>> START Selection

Thippa Reddy Gadekallu

26 Apr 2021

PONE-D-21-11372

Unsupervised Multi-Source Domain Adaptation with No Observable Source Data

PLOS ONE

Dear Dr. Kang,

Thank you for submitting your manuscript to PLOS ONE. After careful consideration, we feel that it has merit but does not fully meet PLOS ONE’s publication criteria as it currently stands. Therefore, we invite you to submit a revised version of the manuscript that addresses the points raised during the review process.

Based on the comments received from the reviewers and my own observation, I recommend minor revisions for the paper.

Please submit your revised manuscript by Jun 10 2021 11:59PM. If you will need more time than this to complete your revisions, please reply to this message or contact the journal office at plosone@plos.org. When you're ready to submit your revision, log on to https://www.editorialmanager.com/pone/ and select the 'Submissions Needing Revision' folder to locate your manuscript file.

Please include the following items when submitting your revised manuscript:

  • A rebuttal letter that responds to each point raised by the academic editor and reviewer(s). You should upload this letter as a separate file labeled 'Response to Reviewers'.

  • A marked-up copy of your manuscript that highlights changes made to the original version. You should upload this as a separate file labeled 'Revised Manuscript with Track Changes'.

  • An unmarked version of your revised paper without tracked changes. You should upload this as a separate file labeled 'Manuscript'.

If you would like to make changes to your financial disclosure, please include your updated statement in your cover letter. Guidelines for resubmitting your figure files are available below the reviewer comments at the end of this letter.

If applicable, we recommend that you deposit your laboratory protocols in protocols.io to enhance the reproducibility of your results. Protocols.io assigns your protocol its own identifier (DOI) so that it can be cited independently in the future. For instructions see: http://journals.plos.org/plosone/s/submission-guidelines#loc-laboratory-protocols. Additionally, PLOS ONE offers an option for publishing peer-reviewed Lab Protocol articles, which describe protocols hosted on protocols.io. Read more information on sharing protocols at https://plos.org/protocols?utm_medium=editorial-email&utm_source=authorletters&utm_campaign=protocols.

We look forward to receiving your revised manuscript.

Kind regards,

Thippa Reddy Gadekallu

Academic Editor

PLOS ONE

Journal Requirements:

When submitting your revision, we need you to address these additional requirements.

>> END Selection
>> START Excerpted records

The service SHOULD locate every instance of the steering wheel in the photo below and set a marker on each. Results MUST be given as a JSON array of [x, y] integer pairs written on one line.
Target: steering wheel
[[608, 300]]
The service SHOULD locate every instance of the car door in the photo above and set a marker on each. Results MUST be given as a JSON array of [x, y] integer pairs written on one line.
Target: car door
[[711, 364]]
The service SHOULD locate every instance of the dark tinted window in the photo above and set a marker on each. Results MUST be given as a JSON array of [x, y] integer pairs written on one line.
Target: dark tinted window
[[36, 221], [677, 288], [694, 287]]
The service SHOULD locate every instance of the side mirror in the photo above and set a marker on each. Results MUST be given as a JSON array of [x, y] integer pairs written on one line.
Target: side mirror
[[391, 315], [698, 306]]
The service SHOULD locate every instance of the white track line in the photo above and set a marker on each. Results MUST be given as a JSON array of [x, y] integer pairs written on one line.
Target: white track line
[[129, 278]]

>> END Excerpted records

Jobs >>
1) In the PLOS ONE letter, what is the deadline for submitting the revised manuscript?
2) Write the next part of the PLOS ONE letter, picking up after its final sentence.

In response >>
1) Jun 10 2021 11:59PM

2)
1. Please ensure that your manuscript meets PLOS ONE's style requirements, including those for file naming. The PLOS ONE style templates can be found at

https://journals.plos.org/plosone/s/file?id=wjVg/PLOSOne_formatting_sample_main_body.pdf and

https://journals.plos.org/plosone/s/file?id=ba62/PLOSOne_formatting_sample_title_authors_affiliations.pdf

2. Please review your reference list to ensure that it is complete and correct. If you have cited papers that have been retracted, please include the rationale for doing so in the manuscript text, or remove these references and replace them with relevant current references. Any changes to the reference list should be mentioned in the rebuttal letter that accompanies your revised manuscript. If you need to cite a retracted article, indicate the article’s retracted status in the References list and also include a citation and full reference for the retraction notice.

[Note: HTML markup is below. Please do not edit.]

Reviewers' comments:

Reviewer's Responses to Questions

Comments to the Author

1. Is the manuscript technically sound, and do the data support the conclusions?

The manuscript must describe a technically sound piece of scientific research with data that supports the conclusions. Experiments must have been conducted rigorously, with appropriate controls, replication, and sample sizes. The conclusions must be drawn appropriately based on the data presented.

Reviewer #1: Yes

Reviewer #2: Yes

**********

2. Has the statistical analysis been performed appropriately and rigorously?

Reviewer #1: Yes

Reviewer #2: Yes

**********

3. Have the authors made all data underlying the findings in their manuscript fully available?

The PLOS Data policy requires authors to make all data underlying the findings described in their manuscript fully available without restriction, with rare exception (please refer to the Data Availability Statement in the manuscript PDF file). The data should be provided as part of the manuscript or its supporting information, or deposited to a public repository. For example, in addition to summary statistics, the data points behind means, medians and variance measures should be available. If there are restrictions on publicly sharing data—e.g. participant privacy or use of data from a third party—those must be specified.

Reviewer #1: Yes

Reviewer #2: Yes

**********

4. Is the manuscript presented in an intelligible fashion and written in standard English?

PLOS ONE does not copyedit accepted manuscripts, so the language in submitted articles must be clear, correct, and unambiguous. Any typographical or grammatical errors should be corrected at revision, so please note any specific errors here.

Reviewer #1: Yes

Reviewer #2: Yes

**********

5. Review Comments to the Author

Please use the space provided to explain your answers to the questions above. You may also include additional comments for the author, including concerns about dual publication, research ethics, or publication ethics. (Please upload your review as an attachment if it exceeds 20,000 characters)

Reviewer #1: - Please highlight the contribution clearly in the introduction

- this paper lacks in Novelty of the proposed approach. The author should highlight the contribution clearly in the introduction and provide a comparison note with existing studies.

- Some Paragraphs in the paper can be merged and some long paragraphs can be split into two.

- The quality of the figures can be improved more. Figures should be eye-catching. It will enhance the interest of the reader.

- What are the computational resources reported in the state of the art for the same purpose?

- Please cite each equation and clearly explain its terms.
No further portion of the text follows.